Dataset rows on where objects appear
.....

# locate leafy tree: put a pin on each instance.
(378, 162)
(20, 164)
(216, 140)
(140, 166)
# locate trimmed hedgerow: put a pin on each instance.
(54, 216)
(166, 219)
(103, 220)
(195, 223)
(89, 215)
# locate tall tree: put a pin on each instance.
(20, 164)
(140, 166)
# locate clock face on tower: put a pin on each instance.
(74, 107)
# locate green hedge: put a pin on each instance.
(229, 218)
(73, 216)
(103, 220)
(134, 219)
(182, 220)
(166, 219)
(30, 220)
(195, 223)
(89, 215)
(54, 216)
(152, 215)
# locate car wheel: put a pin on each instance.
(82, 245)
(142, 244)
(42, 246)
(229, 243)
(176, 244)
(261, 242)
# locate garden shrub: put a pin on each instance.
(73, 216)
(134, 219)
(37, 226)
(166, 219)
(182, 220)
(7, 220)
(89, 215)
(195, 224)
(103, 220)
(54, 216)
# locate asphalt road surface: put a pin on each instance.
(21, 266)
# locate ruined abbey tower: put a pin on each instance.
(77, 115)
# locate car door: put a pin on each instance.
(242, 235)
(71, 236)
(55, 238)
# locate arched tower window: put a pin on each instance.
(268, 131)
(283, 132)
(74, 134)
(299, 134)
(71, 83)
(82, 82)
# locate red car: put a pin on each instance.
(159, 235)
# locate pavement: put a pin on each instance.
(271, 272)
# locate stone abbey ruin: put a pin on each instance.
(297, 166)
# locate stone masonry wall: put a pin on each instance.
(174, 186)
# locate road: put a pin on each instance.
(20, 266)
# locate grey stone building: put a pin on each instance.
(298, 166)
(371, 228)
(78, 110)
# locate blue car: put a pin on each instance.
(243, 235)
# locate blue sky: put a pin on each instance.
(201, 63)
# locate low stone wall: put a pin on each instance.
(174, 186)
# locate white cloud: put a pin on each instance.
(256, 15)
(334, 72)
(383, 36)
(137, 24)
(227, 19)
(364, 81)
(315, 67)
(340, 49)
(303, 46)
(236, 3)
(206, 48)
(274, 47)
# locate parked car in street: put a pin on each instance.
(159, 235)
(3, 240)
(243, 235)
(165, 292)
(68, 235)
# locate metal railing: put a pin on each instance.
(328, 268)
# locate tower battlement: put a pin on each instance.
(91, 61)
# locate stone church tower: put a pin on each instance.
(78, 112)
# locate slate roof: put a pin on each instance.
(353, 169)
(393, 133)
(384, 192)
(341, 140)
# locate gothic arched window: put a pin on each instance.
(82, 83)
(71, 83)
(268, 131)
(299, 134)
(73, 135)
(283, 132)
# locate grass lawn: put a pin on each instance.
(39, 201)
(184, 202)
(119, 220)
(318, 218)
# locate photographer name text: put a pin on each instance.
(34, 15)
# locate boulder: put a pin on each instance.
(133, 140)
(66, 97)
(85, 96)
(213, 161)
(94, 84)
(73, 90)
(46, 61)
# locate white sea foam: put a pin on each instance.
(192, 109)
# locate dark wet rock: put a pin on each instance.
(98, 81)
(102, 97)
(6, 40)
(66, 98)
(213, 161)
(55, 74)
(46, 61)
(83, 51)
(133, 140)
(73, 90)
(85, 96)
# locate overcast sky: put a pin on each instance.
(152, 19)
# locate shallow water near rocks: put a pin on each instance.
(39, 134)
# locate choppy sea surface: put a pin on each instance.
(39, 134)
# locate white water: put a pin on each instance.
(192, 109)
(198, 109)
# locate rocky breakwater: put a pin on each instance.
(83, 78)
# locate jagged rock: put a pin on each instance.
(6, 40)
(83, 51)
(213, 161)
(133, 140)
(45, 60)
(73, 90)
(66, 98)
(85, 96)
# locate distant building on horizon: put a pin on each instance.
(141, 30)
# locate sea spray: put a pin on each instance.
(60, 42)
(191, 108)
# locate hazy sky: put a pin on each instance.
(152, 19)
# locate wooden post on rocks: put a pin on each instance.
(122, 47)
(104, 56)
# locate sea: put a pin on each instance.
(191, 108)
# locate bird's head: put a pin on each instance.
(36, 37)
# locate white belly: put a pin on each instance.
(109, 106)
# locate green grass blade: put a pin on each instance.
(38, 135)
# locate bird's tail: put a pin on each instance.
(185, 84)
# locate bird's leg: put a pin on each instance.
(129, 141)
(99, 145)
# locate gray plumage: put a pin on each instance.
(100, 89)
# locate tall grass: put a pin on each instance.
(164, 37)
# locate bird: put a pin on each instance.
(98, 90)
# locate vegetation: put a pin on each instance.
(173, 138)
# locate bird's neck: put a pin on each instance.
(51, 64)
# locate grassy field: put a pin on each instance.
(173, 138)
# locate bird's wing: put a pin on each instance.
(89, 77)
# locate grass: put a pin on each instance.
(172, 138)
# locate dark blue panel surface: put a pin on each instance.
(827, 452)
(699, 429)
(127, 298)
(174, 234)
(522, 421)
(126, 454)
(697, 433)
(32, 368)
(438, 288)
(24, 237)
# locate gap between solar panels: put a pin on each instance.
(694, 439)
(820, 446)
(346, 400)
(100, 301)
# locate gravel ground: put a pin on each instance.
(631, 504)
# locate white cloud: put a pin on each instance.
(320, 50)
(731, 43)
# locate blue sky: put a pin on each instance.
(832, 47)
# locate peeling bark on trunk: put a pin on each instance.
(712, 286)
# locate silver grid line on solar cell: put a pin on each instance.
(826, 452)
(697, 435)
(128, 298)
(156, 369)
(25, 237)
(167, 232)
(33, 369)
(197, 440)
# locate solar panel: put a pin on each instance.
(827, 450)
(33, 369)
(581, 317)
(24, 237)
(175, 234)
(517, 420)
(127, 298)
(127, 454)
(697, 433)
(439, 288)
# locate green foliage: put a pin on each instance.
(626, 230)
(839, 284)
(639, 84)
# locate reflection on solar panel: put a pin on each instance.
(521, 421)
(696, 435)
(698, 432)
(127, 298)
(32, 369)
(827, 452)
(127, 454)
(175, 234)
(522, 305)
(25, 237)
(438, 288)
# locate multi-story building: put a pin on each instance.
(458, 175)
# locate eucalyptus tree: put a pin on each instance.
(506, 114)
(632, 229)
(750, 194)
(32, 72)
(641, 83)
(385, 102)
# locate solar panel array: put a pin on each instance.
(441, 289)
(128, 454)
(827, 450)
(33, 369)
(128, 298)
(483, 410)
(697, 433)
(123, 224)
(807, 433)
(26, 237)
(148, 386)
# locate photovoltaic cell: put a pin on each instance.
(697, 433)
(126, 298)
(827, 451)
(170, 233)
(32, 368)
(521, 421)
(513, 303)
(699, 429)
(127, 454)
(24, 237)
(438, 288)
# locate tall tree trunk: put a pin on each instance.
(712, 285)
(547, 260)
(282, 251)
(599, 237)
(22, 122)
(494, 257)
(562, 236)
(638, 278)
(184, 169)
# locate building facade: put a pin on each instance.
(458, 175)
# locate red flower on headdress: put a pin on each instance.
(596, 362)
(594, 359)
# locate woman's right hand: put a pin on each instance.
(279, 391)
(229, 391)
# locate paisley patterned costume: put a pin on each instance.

.....

REQUEST | Copy out the full listing exactly.

RESULT OF THE EXERCISE |
# locate leafy tree: put a pin on each instance.
(378, 162)
(20, 164)
(216, 140)
(140, 166)
# locate trimmed hedgerow: put a pin on each instance.
(54, 216)
(166, 219)
(103, 220)
(195, 223)
(89, 215)
# locate tall tree: put a pin on each instance.
(20, 164)
(140, 166)
# locate clock face on tower: put a pin on each instance.
(74, 107)
# locate green hedge: put a pin on each instance.
(229, 218)
(73, 216)
(103, 220)
(134, 219)
(182, 220)
(166, 219)
(30, 220)
(195, 223)
(89, 215)
(54, 216)
(152, 215)
# locate car wheel: put a pin on each instance.
(82, 245)
(142, 244)
(42, 246)
(229, 243)
(176, 244)
(261, 242)
# locate garden shrub: put a pin on each instance.
(73, 216)
(134, 219)
(37, 226)
(166, 219)
(182, 220)
(7, 220)
(89, 215)
(195, 224)
(103, 220)
(54, 216)
# locate asphalt road surface: put a pin on each instance.
(21, 266)
# locate ruined abbey tower: put a pin on each instance.
(77, 115)
# locate car door: put a pin on each instance.
(242, 235)
(71, 236)
(55, 238)
# locate arched tower window: put a pin on each instance.
(268, 131)
(283, 132)
(74, 134)
(299, 134)
(71, 83)
(82, 82)
# locate red car: put a pin on each instance.
(159, 235)
# locate pavement: put a pin on each instance.
(271, 272)
# locate stone abbey ruin: put a pin on each instance.
(297, 166)
# locate stone masonry wall: put a pin on each instance.
(174, 186)
# locate road: put a pin on each instance.
(20, 266)
# locate grey stone building: put a pin on each instance.
(298, 166)
(371, 228)
(78, 110)
# locate blue car: put a pin on each instance.
(243, 235)
# locate blue sky: put a pin on each instance.
(201, 63)
# locate low stone wall: put a pin on each instance.
(174, 186)
# locate white cloud: put a pin on each instance.
(256, 15)
(334, 72)
(383, 36)
(137, 24)
(227, 19)
(364, 81)
(315, 67)
(340, 49)
(303, 46)
(236, 3)
(206, 48)
(274, 47)
# locate parked car in street: put a pin on each instance.
(159, 235)
(3, 240)
(243, 235)
(165, 292)
(68, 235)
# locate metal railing: put a pin on each instance.
(328, 268)
# locate tower battlement: put a pin on each instance.
(91, 61)
# locate stone church tower: put a pin on each instance.
(78, 112)
# locate slate roof: put a pin on each instance.
(353, 169)
(393, 133)
(384, 192)
(341, 140)
# locate gothic arched window: put a pin on each instance.
(82, 83)
(71, 83)
(268, 131)
(299, 134)
(73, 135)
(283, 132)
# locate grass lawn: put a pin on each instance.
(39, 201)
(184, 202)
(119, 220)
(318, 218)
# locate photographer name text: put a pin on each instance.
(34, 15)
# locate boulder: put a pin on each instance.
(133, 140)
(66, 97)
(85, 96)
(213, 161)
(94, 84)
(73, 90)
(46, 61)
# locate white sea foam: put a pin on each instance.
(192, 109)
# locate dark wet rock: put a pin on each instance.
(98, 81)
(102, 97)
(6, 40)
(66, 98)
(213, 161)
(55, 74)
(46, 61)
(83, 51)
(133, 140)
(73, 90)
(85, 96)
# locate overcast sky: put a pin on each instance.
(152, 19)
# locate shallow water near rocks: put a pin on each instance.
(39, 134)
# locate choppy sea surface: put a pin on each instance.
(39, 134)
# locate white water: put a pin on each instance.
(192, 109)
(198, 109)
# locate rocky breakwater: put a pin on each instance.
(83, 78)
# locate jagged rock: put a pin on each instance.
(6, 40)
(83, 51)
(213, 161)
(133, 140)
(45, 60)
(73, 90)
(66, 98)
(85, 96)
# locate distant building on horizon: put a pin on each instance.
(141, 30)
# locate sea spray: put a pin on each instance.
(60, 42)
(191, 108)
# locate hazy sky: put a pin on each instance.
(152, 19)
# locate wooden post on rocks: put a pin on each instance.
(122, 47)
(104, 56)
# locate sea: put a pin on each instance.
(191, 108)
# locate bird's head: put a pin on each instance.
(36, 37)
# locate white belly: put a pin on each instance.
(109, 106)
# locate green grass blade: put a pin on each instance.
(38, 135)
# locate bird's tail: put a pin on each instance.
(185, 84)
# locate bird's leg: put a pin on each instance.
(129, 141)
(99, 145)
# locate gray plumage: put a pin on each instance.
(100, 89)
# locate tall grass: put a pin on each instance.
(164, 37)
# locate bird: put a pin on each instance.
(98, 90)
# locate vegetation: put a pin on each instance.
(173, 138)
# locate bird's neck: put a pin on each instance.
(51, 64)
# locate grassy field: put a pin on each instance.
(173, 138)
# locate bird's wing: put a pin on each instance.
(89, 77)
# locate grass: put a pin on each instance.
(172, 138)
# locate dark blue panel surface: put a pin on each instance.
(827, 452)
(699, 429)
(127, 298)
(174, 234)
(522, 421)
(126, 454)
(697, 433)
(32, 368)
(438, 288)
(24, 237)
# locate gap between solar panels: put a pin on each instance.
(694, 439)
(820, 446)
(346, 400)
(100, 301)
# locate gravel ground: put a pin on each instance.
(631, 504)
# locate white cloud: put a pin on each instance.
(320, 50)
(731, 43)
# locate blue sky: put a pin on each instance.
(832, 47)
# locate peeling bark on trunk: put a pin on each instance.
(712, 286)
# locate silver grid line on solar cell: put a pin on each instance.
(826, 452)
(697, 435)
(128, 298)
(156, 369)
(25, 237)
(167, 232)
(33, 369)
(197, 440)
# locate solar panel: put a pin on each instance.
(827, 450)
(33, 369)
(581, 317)
(24, 237)
(175, 234)
(517, 420)
(127, 298)
(127, 454)
(697, 433)
(439, 288)
# locate green foliage: put a pin on each instance.
(626, 230)
(839, 284)
(639, 84)
# locate reflection on solar panel: put a pin on each instance.
(521, 421)
(696, 435)
(698, 432)
(127, 298)
(32, 369)
(827, 452)
(127, 454)
(175, 234)
(522, 305)
(25, 237)
(438, 288)
# locate multi-story building: put a pin on each instance.
(458, 175)
# locate eucalyptus tree: put a pin on each instance.
(506, 114)
(632, 229)
(750, 194)
(32, 72)
(641, 83)
(385, 102)
# locate solar panel array: put a pin on each instance.
(441, 289)
(128, 454)
(827, 450)
(33, 369)
(128, 298)
(483, 410)
(697, 433)
(123, 224)
(807, 433)
(26, 237)
(148, 386)
# locate photovoltaic cell: put a pin on each instance.
(697, 433)
(126, 298)
(827, 451)
(170, 233)
(32, 368)
(521, 421)
(513, 303)
(699, 429)
(127, 454)
(24, 237)
(438, 288)
# locate tall tree trunk: put a pin on each instance.
(712, 285)
(547, 260)
(282, 251)
(599, 237)
(22, 122)
(494, 257)
(562, 236)
(638, 278)
(184, 169)
# locate building facade: put a pin on each instance.
(458, 175)
# locate red flower on headdress: put a pin on each instance.
(596, 362)
(594, 359)
# locate woman's right hand: put a pin on each instance.
(279, 391)
(229, 391)
# locate paisley patterned costume: put a pin on each instance.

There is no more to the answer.